• _Consigne 1_
Dans le texte sur Charles Geffroy, à quelle compagnie est-il affecté après son entrée au maquis ?
• _Consigne 2_
Prolongez le texte sur Charles Geffroy à partir de sa dernière phrase.

• _Extrait du document_
──────────────────────────────
Dans le wagon, entre Nantes et Angers "CHARLOT" et ses camarades réussissent à ouvrir la porte. Ils s'évadent et se dispersent dans la nature. CHARLOT et ses camarades reviennent au pays et entrent au maquis car ils sont activement recherchés. Affecté à la compagnie "Ernest LE BORGNE" du bataillon "Guy MOQUET", Charles GEFFROY participe aux diverses activités de la compagnie et aux combats pour la libération du pays restant en cela fidèle aux recommandations de son ami disparu : Guy MOQUET.
Après la libération du pays, CHARLOT reprend du service à la boulangerie familiale. Il est aujourd'hui en retraite et continue ses activités au sein des organisations d'anciens combattants et déportés internés.
Diminué physiquement après tout ce qu'il a connu, il doit se soigner régulièrement, entouré de l'affection de sa famille et de ses amis, notamment de sa compagne Marie-Claire.
──────────────────────────────
• _Données fournies_
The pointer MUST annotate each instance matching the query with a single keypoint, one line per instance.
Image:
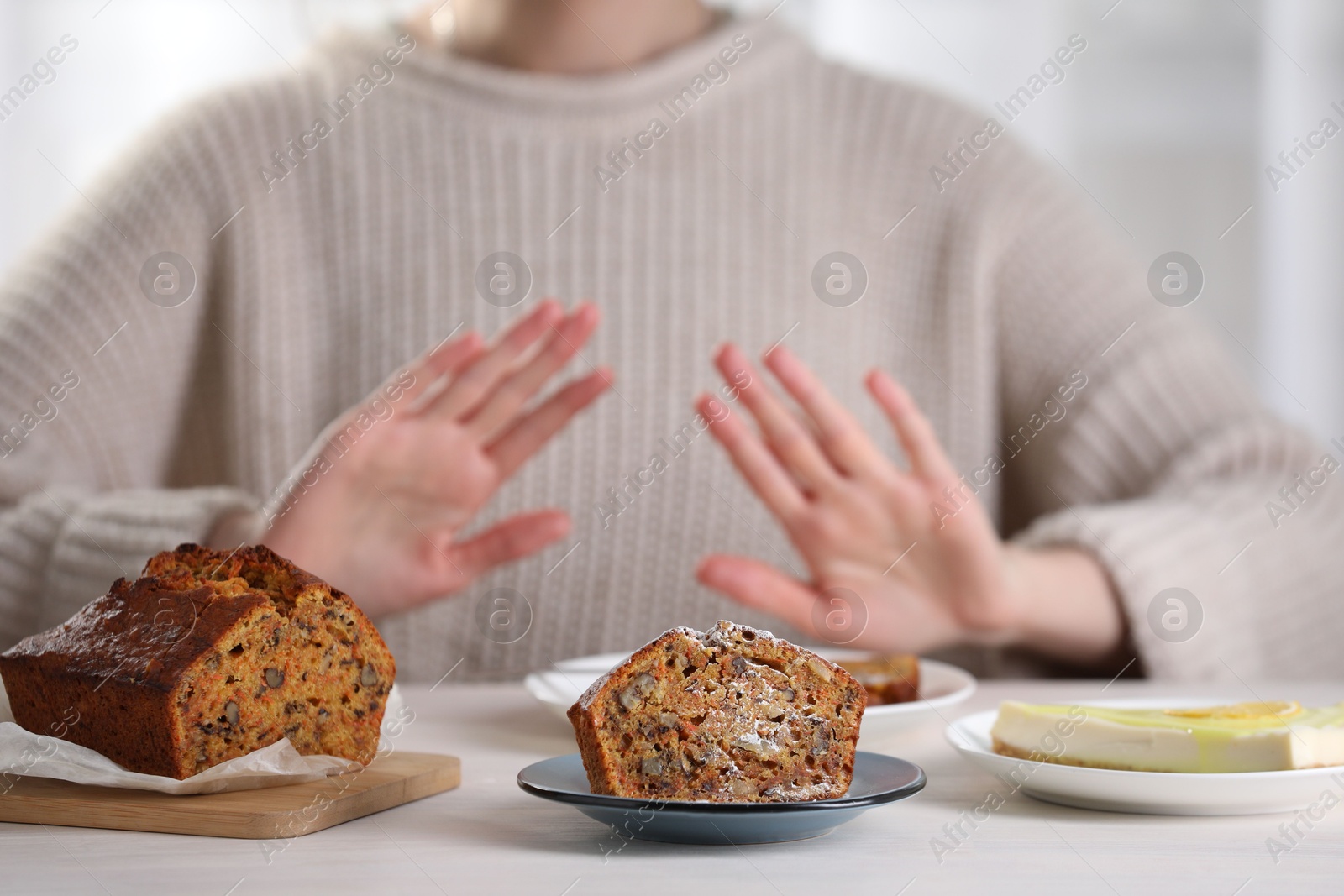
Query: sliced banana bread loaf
(206, 658)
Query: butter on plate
(1247, 736)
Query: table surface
(491, 837)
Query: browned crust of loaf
(608, 770)
(887, 679)
(111, 678)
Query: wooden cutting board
(270, 813)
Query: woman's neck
(564, 36)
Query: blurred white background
(1166, 123)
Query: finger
(514, 539)
(761, 587)
(534, 429)
(783, 432)
(840, 436)
(428, 369)
(522, 385)
(917, 437)
(754, 461)
(481, 375)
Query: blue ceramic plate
(877, 779)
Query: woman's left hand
(887, 569)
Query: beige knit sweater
(323, 269)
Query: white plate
(941, 684)
(1155, 793)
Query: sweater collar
(609, 93)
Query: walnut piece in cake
(207, 658)
(732, 715)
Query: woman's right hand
(378, 511)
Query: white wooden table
(490, 837)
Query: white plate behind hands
(941, 684)
(1155, 793)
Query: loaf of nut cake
(887, 679)
(732, 715)
(207, 658)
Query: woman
(279, 251)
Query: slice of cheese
(1250, 736)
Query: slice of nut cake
(732, 715)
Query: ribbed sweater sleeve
(1163, 463)
(94, 382)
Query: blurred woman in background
(248, 304)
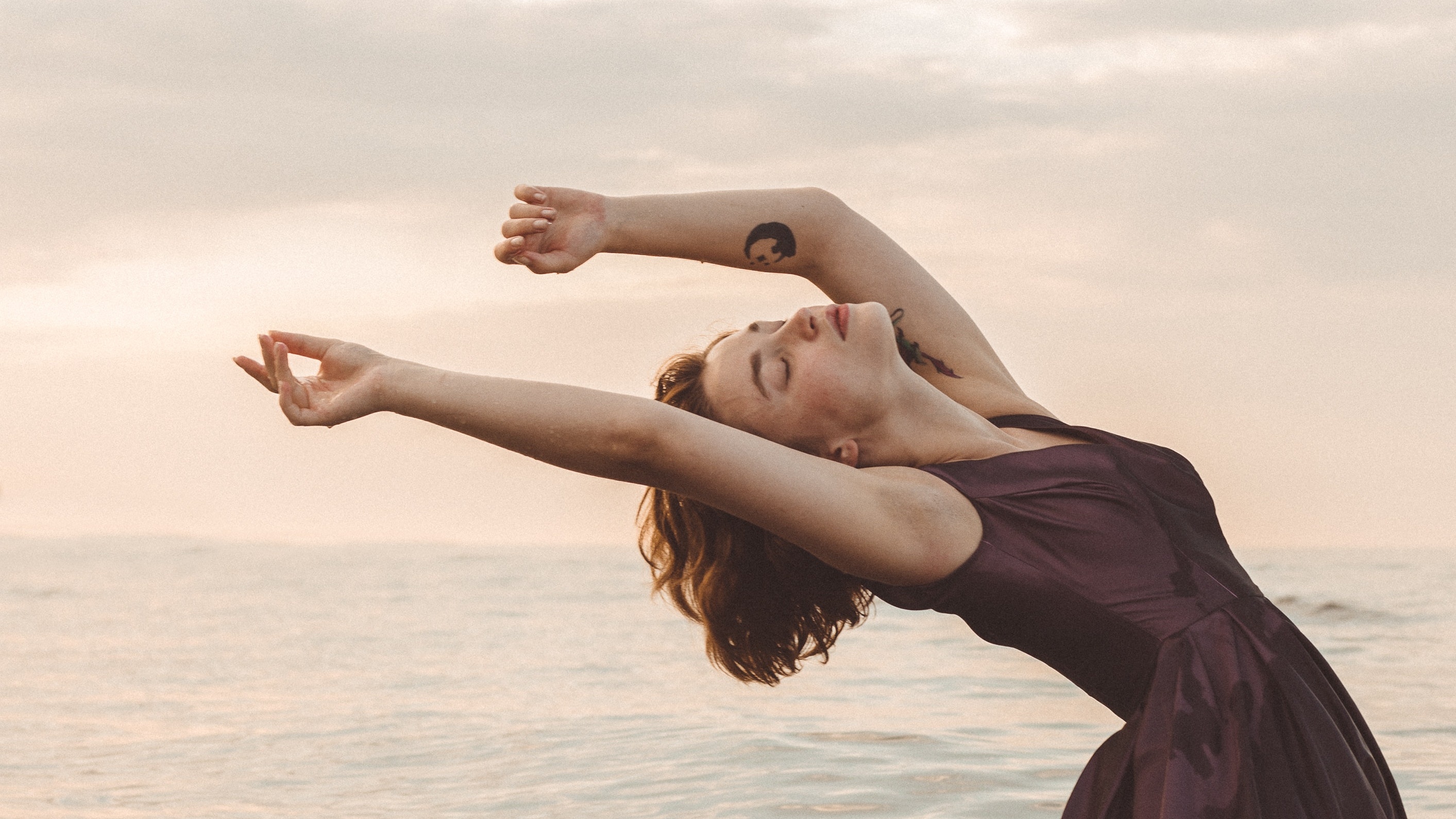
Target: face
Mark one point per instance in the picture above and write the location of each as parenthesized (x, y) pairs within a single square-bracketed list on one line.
[(811, 382)]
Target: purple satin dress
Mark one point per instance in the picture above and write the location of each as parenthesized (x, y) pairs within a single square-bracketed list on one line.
[(1107, 563)]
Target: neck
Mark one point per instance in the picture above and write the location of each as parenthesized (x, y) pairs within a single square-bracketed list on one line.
[(928, 427)]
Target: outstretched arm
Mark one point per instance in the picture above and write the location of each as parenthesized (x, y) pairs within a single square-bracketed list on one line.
[(801, 231), (890, 524)]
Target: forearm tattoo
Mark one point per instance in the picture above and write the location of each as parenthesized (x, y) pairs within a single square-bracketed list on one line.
[(768, 244), (910, 350)]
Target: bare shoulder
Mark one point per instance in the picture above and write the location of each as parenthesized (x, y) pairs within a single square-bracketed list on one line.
[(937, 527)]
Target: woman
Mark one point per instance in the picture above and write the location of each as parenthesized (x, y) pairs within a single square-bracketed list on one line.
[(884, 439)]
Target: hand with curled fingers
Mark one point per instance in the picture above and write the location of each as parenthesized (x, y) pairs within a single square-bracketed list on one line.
[(554, 229), (348, 384)]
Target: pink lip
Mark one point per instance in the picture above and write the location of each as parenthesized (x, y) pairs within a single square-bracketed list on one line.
[(839, 316)]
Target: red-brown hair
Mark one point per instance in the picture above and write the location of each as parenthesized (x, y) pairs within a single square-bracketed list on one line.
[(765, 604)]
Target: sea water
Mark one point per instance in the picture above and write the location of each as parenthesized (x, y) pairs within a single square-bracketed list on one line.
[(200, 679)]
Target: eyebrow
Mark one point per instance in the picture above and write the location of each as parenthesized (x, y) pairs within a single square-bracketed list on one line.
[(756, 362)]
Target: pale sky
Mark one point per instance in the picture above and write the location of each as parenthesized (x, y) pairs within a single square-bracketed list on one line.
[(1222, 226)]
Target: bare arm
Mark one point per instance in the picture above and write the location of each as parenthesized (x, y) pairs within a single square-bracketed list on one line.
[(894, 524), (804, 232)]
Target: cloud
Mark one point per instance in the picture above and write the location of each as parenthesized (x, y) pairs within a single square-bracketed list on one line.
[(154, 108)]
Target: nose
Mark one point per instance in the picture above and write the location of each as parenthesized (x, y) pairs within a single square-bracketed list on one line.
[(803, 324)]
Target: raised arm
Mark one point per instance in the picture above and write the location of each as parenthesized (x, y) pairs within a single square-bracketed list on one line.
[(801, 231), (889, 524)]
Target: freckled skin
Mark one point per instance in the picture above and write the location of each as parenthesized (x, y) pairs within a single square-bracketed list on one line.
[(835, 387)]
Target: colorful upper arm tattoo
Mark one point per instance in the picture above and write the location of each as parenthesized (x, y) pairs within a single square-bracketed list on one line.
[(910, 350)]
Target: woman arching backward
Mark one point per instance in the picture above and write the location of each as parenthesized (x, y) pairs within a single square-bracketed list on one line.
[(878, 448)]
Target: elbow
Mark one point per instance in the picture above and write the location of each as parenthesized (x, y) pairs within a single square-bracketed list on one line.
[(634, 449)]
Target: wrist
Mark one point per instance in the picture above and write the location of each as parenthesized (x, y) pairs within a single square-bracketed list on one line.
[(397, 385)]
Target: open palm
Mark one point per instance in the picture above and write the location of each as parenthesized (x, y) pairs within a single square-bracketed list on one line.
[(552, 229), (346, 388)]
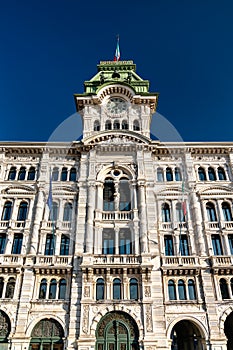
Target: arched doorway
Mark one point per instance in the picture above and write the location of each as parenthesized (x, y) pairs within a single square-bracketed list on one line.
[(47, 334), (228, 330), (5, 328), (186, 335), (117, 331)]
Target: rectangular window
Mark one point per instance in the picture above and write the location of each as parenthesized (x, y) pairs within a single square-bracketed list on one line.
[(217, 245), (17, 244), (50, 245), (108, 247), (125, 246), (2, 243), (65, 243), (230, 240), (184, 249), (168, 243)]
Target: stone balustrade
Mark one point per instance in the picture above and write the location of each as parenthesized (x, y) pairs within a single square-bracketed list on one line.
[(180, 260)]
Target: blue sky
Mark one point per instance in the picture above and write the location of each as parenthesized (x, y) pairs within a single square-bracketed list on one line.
[(184, 47)]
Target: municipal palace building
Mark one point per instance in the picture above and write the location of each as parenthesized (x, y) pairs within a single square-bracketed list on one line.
[(117, 240)]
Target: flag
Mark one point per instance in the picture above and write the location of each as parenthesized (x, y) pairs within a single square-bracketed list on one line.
[(50, 197), (117, 52), (184, 207)]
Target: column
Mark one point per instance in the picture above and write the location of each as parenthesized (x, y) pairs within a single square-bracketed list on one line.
[(36, 223), (197, 222), (117, 231), (143, 219), (90, 217)]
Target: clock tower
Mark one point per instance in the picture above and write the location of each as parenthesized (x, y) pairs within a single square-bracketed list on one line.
[(116, 100)]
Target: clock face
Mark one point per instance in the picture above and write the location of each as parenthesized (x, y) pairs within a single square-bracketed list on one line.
[(116, 105)]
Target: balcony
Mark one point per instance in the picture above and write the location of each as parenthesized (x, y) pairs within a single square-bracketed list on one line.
[(4, 224), (212, 225), (180, 260), (54, 260), (222, 260), (173, 226), (117, 215), (65, 225), (227, 225), (180, 265), (111, 260), (11, 259)]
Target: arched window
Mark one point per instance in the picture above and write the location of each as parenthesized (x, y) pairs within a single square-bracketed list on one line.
[(166, 213), (96, 125), (224, 289), (231, 285), (169, 175), (191, 290), (136, 126), (10, 287), (53, 212), (181, 290), (184, 249), (211, 174), (108, 125), (217, 245), (1, 286), (55, 174), (226, 211), (100, 289), (160, 177), (125, 125), (171, 290), (67, 214), (23, 210), (108, 246), (17, 243), (65, 244), (50, 244), (168, 244), (64, 173), (43, 289), (178, 174), (73, 174), (201, 174), (133, 289), (31, 173), (53, 289), (211, 213), (117, 288), (221, 174), (108, 194), (12, 173), (62, 289), (2, 242), (22, 173), (6, 213), (125, 198), (125, 246), (116, 125), (230, 240), (180, 212)]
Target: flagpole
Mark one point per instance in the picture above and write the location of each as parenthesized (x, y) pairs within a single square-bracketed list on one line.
[(51, 209)]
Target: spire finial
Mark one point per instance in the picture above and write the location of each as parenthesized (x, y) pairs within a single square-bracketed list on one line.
[(117, 52)]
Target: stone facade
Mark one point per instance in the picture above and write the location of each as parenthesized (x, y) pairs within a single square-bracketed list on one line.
[(136, 250)]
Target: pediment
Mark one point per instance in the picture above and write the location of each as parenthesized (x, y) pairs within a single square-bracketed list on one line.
[(175, 191), (65, 190), (216, 190), (19, 189), (118, 138)]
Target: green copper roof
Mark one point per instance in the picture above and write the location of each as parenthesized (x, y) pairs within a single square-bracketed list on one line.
[(121, 72)]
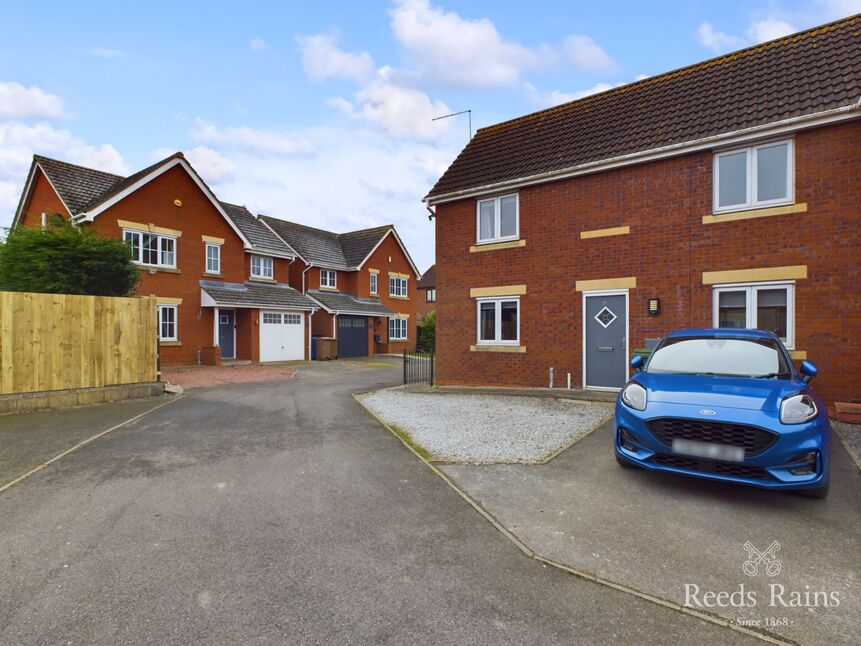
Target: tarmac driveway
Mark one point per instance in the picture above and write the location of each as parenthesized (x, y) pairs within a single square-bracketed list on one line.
[(280, 512), (658, 532)]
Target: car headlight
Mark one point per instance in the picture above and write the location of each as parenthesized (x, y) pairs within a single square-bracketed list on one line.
[(634, 396), (797, 409)]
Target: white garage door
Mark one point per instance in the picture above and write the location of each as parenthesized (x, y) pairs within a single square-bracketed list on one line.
[(282, 336)]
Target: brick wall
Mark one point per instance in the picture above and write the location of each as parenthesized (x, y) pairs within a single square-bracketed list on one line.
[(667, 251)]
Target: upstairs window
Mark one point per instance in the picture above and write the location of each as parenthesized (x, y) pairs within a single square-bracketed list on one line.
[(213, 258), (397, 287), (261, 267), (151, 249), (754, 176), (498, 219), (766, 306), (328, 278)]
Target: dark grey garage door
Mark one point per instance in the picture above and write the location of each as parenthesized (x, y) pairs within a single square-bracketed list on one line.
[(352, 336)]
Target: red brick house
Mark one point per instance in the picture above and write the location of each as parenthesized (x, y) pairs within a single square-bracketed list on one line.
[(223, 279), (362, 281), (427, 294), (727, 193)]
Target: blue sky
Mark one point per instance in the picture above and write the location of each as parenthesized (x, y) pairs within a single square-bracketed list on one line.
[(321, 112)]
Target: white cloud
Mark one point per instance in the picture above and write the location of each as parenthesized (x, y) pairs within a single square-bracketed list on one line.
[(19, 102), (471, 53), (18, 143), (548, 99), (323, 59), (271, 142), (401, 111), (101, 52), (717, 40), (586, 54), (213, 167), (768, 29)]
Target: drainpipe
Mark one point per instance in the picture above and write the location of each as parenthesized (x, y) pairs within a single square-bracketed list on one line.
[(303, 275)]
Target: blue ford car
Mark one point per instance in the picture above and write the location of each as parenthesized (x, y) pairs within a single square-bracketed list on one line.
[(728, 405)]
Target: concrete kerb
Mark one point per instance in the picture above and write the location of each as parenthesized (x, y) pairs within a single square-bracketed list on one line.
[(760, 634)]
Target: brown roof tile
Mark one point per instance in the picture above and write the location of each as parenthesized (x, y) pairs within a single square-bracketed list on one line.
[(802, 74)]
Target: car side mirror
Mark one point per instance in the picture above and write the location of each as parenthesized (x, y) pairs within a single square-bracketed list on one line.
[(809, 370)]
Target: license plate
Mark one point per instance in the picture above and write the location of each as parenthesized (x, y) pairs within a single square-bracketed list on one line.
[(708, 450)]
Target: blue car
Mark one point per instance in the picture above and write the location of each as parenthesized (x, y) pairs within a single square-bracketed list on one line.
[(726, 405)]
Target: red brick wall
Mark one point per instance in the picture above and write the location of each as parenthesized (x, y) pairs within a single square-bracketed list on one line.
[(667, 250)]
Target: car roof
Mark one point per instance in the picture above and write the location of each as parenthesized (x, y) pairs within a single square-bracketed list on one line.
[(722, 333)]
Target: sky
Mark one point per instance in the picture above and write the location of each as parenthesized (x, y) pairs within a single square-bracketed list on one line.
[(322, 113)]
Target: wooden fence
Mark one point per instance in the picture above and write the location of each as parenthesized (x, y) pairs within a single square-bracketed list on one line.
[(60, 341)]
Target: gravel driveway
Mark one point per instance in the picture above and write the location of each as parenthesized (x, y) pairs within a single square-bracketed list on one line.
──────────────────────────────
• _Réponse rédigée 1_
À la compagnie « Ernest LE BORGNE » du bataillon « Guy MOQUET ».

• _Réponse rédigée 2_
J'y pense : peut-être qu'après Gérard DEPARDIEU et Johnny HALLIDAY le Président de la République décernera-t-il à CHARLOT la Croix de la Légion d'Honneur !? Il l'a bien mérité lui aussi '!!
recueilli par Jean Le Jeune en 1997
GEFFROY Charles
Né le 16 avril 1924 à Callac, fils de Louis et de Marie KERMEN, demeurant rue de la gare à Callac, apprenti boulanger. Militant communiste.
Le 8 août 1941
Il est entendu par les gendarmes de la brigade de Callac pour avoir inscrit à la craie sur la propriété d'un charcutier de Callac une faucille, déclarant ne pas avoir eut le temps de faire le marteau.
Le 16 août 1941
Il est arrêté par les gendarmes de la brigade de Callac comme militant communiste, conduit au bureau de la brigade puis transféré à la maison d'arrêt de Guingamp à l'aide d'un camion mis spécialement à disposition de la brigade par la Kreiscommandantur.
Le 26 août 1941
Charles Geffroy est interné à Châteaubriant (Loire-Inférieure ; Loire-Atlantique).
Le 23 octobre 1941
Il est libéré et rejoint Callac.
Le 9 avril 1944
Il est arrêté lors d'une opération de police à Callac menée par les allemands secondés par des gendarmes français et des miliciens autonomistes de la Bezen Perrot. Emprisonné à la maison d'arrêt de Saint-Brieuc où il est martyrisé, puis au camp Marguerite de Rennes (Ille-et-Vilaine).
Le 28 juin 1944
Il quitte Rennes par train en direction de l'Allemagne.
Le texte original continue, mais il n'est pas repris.